_Data section_
BEGIN
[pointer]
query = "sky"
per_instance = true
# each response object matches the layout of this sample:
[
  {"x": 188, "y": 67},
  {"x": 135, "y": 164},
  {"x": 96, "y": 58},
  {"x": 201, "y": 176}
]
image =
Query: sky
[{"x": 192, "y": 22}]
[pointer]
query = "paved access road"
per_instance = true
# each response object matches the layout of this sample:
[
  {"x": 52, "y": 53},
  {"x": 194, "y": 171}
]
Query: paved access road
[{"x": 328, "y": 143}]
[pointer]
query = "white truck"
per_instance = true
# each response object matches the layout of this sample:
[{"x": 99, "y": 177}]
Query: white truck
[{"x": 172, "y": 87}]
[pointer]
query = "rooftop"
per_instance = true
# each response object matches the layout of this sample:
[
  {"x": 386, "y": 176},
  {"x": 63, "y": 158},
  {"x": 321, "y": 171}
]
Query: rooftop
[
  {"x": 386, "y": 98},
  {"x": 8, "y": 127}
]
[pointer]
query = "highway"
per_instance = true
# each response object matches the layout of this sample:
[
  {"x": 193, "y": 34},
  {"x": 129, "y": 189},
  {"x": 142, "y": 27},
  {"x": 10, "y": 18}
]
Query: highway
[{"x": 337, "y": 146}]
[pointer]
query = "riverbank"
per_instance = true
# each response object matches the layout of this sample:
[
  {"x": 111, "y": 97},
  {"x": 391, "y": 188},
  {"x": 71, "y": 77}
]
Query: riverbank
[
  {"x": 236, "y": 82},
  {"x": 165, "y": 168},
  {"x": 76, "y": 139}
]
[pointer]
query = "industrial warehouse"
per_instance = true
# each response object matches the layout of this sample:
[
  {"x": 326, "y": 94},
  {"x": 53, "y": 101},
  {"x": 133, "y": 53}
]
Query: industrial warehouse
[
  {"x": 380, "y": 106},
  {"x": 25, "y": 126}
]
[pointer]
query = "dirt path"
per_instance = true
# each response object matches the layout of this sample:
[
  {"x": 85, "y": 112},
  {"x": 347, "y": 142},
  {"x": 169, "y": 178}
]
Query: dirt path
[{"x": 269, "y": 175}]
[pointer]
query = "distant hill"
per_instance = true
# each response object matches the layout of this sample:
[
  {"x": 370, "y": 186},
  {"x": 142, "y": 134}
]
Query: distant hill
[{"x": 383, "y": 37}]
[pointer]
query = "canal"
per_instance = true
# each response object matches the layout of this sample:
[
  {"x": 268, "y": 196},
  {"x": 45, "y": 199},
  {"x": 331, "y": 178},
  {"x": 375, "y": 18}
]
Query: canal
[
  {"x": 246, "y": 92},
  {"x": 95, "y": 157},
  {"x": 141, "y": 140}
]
END
Repeat every line of the listing without a single difference.

[pointer]
query = "sky"
per_instance = true
# each response object matches the layout of this sample:
[
  {"x": 188, "y": 67},
  {"x": 135, "y": 164},
  {"x": 96, "y": 58},
  {"x": 201, "y": 176}
]
image =
Query: sky
[{"x": 192, "y": 22}]
[pointer]
query = "paved access road"
per_instance = true
# each response object matches the layout of this sample:
[
  {"x": 52, "y": 53},
  {"x": 194, "y": 171}
]
Query: paved access road
[{"x": 328, "y": 143}]
[pointer]
query = "white truck"
per_instance = true
# each response object matches the layout of this sample:
[{"x": 99, "y": 177}]
Query: white truck
[{"x": 172, "y": 87}]
[pointer]
query = "rooftop"
per_instance = true
# each response object matches the layout of this sample:
[
  {"x": 386, "y": 176},
  {"x": 63, "y": 158},
  {"x": 321, "y": 171}
]
Query: rooftop
[
  {"x": 386, "y": 98},
  {"x": 8, "y": 127}
]
[pointer]
query = "highway"
per_instance = true
# each response object matches the layout of this sample:
[
  {"x": 193, "y": 34},
  {"x": 129, "y": 189},
  {"x": 142, "y": 27},
  {"x": 10, "y": 18}
]
Query: highway
[{"x": 337, "y": 146}]
[pointer]
query = "riverbank"
per_instance = true
# each response object matches the layout of this sample:
[
  {"x": 111, "y": 97},
  {"x": 391, "y": 188},
  {"x": 71, "y": 77}
]
Query: riverbank
[
  {"x": 236, "y": 82},
  {"x": 165, "y": 168},
  {"x": 76, "y": 139}
]
[pointer]
query = "industrial warehouse"
per_instance = true
# each response object matches the layout of this sample:
[
  {"x": 326, "y": 94},
  {"x": 53, "y": 101},
  {"x": 133, "y": 53}
]
Query: industrial warehouse
[
  {"x": 380, "y": 106},
  {"x": 25, "y": 126}
]
[pointer]
query = "dirt path"
per_instance = true
# each response object matches the layout of this sample:
[
  {"x": 85, "y": 112},
  {"x": 347, "y": 142},
  {"x": 169, "y": 178}
]
Query: dirt path
[{"x": 269, "y": 175}]
[pointer]
query = "distant hill"
per_instance = true
# each response object matches the layout of this sample:
[
  {"x": 370, "y": 186},
  {"x": 142, "y": 134}
]
Query: distant hill
[{"x": 383, "y": 37}]
[pointer]
query = "canal"
per_instance = true
# each response object matches the layout of this sample:
[
  {"x": 268, "y": 196},
  {"x": 45, "y": 199},
  {"x": 331, "y": 178},
  {"x": 375, "y": 18}
]
Query: canal
[
  {"x": 246, "y": 92},
  {"x": 95, "y": 157},
  {"x": 141, "y": 140}
]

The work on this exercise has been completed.